== Given problem ==
Return everything from the line that contains "mark the region of every instance of the shoe" down to the line that contains "59], [40, 59]]" in the records below, both of those lines included, word for word and with nothing else.

== Data lines ==
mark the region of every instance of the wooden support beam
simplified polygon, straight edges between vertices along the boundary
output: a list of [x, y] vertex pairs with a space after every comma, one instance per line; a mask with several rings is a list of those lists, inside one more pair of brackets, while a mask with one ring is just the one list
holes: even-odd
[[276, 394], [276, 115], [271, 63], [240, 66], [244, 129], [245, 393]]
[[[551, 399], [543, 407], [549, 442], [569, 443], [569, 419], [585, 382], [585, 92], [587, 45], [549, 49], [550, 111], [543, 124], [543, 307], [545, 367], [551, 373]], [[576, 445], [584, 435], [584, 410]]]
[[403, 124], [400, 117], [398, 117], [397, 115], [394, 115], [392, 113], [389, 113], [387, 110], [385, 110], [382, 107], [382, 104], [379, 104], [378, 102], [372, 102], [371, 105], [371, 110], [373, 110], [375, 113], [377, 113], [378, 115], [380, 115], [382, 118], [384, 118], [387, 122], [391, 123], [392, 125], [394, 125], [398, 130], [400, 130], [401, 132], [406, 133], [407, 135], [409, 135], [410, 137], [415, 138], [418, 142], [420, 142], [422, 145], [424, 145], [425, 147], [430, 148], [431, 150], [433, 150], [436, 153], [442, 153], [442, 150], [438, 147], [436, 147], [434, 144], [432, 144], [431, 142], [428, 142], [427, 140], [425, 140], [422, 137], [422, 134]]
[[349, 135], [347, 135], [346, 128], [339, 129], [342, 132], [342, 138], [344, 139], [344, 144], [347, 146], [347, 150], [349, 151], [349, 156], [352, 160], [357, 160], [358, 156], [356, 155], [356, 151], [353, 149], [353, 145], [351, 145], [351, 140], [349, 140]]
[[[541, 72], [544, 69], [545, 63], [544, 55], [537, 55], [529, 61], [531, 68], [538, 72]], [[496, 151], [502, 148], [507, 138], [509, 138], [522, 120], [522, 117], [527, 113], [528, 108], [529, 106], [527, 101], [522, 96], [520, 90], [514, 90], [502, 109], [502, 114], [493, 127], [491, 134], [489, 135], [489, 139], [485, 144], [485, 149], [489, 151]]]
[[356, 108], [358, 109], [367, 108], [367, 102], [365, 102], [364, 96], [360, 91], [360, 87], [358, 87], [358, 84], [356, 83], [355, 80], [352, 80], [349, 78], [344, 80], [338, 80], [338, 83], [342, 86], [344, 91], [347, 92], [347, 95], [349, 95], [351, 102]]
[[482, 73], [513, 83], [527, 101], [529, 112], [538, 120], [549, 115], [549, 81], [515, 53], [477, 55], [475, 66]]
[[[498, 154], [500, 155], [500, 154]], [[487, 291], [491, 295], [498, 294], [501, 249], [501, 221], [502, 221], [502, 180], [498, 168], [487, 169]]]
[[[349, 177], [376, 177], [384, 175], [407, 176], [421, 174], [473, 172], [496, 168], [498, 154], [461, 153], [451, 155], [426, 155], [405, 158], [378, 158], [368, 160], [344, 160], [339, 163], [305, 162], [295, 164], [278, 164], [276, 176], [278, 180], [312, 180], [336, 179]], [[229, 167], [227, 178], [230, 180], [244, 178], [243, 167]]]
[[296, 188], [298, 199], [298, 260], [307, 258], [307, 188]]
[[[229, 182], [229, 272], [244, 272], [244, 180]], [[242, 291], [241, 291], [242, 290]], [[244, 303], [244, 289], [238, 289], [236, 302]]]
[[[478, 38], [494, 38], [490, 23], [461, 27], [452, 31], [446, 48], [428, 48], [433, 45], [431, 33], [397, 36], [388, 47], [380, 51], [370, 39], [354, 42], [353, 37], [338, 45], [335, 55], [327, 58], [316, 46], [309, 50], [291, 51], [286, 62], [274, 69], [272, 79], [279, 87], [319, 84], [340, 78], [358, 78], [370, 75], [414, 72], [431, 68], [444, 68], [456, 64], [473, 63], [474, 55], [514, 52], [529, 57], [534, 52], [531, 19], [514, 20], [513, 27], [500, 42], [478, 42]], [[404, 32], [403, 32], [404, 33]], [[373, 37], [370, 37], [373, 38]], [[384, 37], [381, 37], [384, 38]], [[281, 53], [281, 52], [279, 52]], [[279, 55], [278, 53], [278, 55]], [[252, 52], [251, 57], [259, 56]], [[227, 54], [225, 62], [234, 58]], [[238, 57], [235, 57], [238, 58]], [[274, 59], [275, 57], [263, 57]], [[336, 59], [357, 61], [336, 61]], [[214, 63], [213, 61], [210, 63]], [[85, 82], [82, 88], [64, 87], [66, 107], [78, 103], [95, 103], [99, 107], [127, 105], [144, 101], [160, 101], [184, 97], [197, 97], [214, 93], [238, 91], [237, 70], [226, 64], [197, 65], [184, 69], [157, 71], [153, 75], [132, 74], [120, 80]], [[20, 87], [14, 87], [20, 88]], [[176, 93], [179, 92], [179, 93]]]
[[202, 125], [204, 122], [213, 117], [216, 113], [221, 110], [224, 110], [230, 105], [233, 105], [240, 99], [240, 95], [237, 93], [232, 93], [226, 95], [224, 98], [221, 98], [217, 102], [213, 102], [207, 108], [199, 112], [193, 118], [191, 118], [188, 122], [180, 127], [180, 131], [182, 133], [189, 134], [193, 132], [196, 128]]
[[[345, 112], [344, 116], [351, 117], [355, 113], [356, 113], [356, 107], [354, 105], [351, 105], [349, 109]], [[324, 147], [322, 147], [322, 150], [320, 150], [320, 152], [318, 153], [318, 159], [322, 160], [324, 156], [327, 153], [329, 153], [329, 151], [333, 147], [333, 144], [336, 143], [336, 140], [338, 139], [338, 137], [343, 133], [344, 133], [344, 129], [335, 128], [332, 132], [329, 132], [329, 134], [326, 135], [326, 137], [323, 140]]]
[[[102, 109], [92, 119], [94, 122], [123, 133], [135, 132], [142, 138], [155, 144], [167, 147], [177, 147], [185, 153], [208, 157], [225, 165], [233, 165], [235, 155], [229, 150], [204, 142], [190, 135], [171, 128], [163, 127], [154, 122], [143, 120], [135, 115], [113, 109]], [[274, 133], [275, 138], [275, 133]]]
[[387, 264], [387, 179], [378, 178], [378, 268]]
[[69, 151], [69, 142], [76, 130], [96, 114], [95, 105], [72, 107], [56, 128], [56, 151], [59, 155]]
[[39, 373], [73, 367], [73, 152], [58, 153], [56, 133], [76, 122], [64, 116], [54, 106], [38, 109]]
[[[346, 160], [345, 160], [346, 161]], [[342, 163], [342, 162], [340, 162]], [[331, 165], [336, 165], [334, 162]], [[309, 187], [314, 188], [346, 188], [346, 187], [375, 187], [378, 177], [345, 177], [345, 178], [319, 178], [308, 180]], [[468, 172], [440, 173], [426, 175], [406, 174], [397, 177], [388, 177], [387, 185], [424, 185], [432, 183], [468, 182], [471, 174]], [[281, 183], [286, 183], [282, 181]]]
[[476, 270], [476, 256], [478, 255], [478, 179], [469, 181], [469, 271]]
---
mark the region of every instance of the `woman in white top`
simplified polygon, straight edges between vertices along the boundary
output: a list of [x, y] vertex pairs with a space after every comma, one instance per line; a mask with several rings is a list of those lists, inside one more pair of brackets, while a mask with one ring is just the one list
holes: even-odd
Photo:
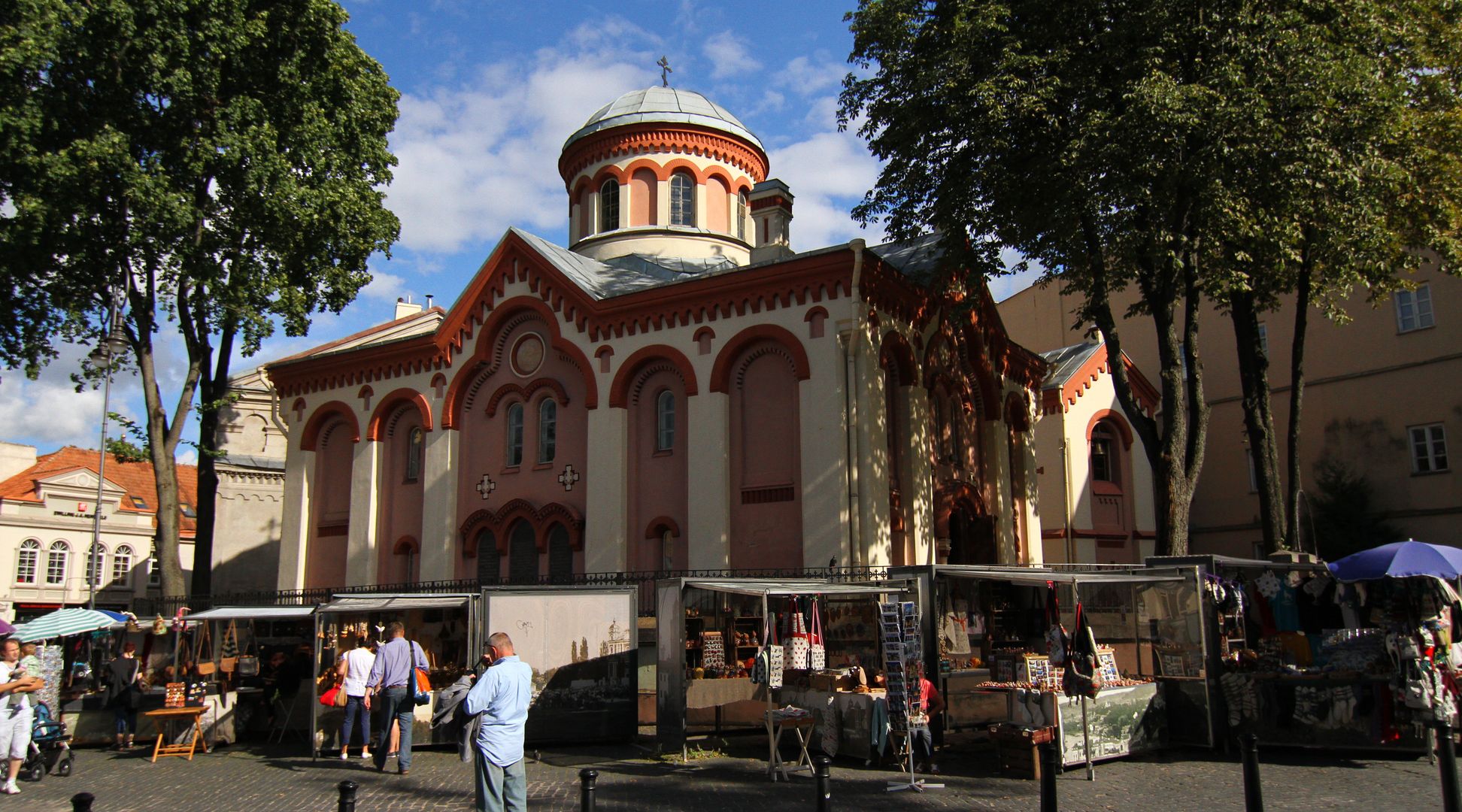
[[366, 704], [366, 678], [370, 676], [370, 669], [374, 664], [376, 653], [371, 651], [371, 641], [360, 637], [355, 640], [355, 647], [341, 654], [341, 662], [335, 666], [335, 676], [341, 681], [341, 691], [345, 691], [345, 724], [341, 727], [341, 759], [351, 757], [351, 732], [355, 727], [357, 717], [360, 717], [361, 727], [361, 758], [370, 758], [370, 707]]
==
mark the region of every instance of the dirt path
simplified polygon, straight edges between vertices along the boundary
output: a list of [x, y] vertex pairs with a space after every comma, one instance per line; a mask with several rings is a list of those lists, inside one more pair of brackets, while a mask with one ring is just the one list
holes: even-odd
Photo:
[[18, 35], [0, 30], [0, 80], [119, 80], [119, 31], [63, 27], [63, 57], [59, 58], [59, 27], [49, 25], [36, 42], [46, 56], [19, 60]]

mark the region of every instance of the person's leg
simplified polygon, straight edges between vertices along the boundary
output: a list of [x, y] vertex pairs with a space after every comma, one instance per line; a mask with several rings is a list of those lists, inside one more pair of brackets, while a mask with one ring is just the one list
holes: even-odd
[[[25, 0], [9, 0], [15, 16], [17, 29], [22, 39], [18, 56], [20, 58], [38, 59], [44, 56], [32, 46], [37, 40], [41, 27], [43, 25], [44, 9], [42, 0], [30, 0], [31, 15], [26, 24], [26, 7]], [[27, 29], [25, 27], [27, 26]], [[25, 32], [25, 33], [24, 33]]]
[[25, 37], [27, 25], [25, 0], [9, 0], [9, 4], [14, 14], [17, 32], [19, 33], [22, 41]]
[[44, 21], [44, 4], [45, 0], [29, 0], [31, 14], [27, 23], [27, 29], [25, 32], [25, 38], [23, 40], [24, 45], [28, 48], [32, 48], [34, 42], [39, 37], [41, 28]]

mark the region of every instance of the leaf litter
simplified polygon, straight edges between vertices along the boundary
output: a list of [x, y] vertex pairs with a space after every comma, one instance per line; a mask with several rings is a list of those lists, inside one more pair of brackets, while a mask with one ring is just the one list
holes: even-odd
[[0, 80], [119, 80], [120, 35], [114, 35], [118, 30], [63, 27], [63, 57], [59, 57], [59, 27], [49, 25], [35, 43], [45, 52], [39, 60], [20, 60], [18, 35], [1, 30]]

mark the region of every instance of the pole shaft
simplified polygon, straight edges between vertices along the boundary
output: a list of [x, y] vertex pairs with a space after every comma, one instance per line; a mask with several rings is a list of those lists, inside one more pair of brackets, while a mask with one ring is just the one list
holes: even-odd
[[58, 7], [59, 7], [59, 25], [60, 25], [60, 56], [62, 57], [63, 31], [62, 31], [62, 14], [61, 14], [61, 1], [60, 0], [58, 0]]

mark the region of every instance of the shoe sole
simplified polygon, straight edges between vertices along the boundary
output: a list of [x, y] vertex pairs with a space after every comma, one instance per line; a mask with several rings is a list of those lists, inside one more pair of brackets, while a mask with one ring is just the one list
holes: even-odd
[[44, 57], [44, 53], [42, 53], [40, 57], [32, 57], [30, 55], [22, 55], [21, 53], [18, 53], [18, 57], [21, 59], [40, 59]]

== Exercise answer ==
mark the region of every instance of the shoe sole
simplified polygon, straight edges between vertices along the boundary
output: a list of [x, y] vertex pairs with a space after every comma, one instance per line; a mask with several rings is a list of those lists, inside one more pair of brackets, while a mask with one ring is just the one list
holes: even-odd
[[44, 57], [44, 53], [42, 53], [40, 57], [32, 57], [30, 55], [22, 55], [21, 53], [18, 53], [18, 57], [21, 59], [40, 59]]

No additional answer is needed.